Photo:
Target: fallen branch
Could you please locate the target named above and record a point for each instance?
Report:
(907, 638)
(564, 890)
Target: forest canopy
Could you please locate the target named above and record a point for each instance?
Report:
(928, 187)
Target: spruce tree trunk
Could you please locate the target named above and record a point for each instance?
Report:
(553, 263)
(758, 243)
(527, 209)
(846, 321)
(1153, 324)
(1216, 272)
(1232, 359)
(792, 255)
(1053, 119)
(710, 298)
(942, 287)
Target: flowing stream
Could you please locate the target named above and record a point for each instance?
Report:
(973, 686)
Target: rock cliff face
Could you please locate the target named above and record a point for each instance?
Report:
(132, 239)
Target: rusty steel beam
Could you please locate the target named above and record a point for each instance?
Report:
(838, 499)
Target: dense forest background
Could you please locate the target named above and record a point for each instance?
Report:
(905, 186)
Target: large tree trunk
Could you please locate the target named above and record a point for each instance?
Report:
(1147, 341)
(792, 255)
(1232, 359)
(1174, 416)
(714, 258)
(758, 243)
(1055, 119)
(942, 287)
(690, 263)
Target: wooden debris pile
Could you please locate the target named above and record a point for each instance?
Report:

+++

_What is being asked_: Search the entries for the word "forest" and copy every line that holds it.

_Response to this exercise_:
Target: forest canopy
Target: dense forest background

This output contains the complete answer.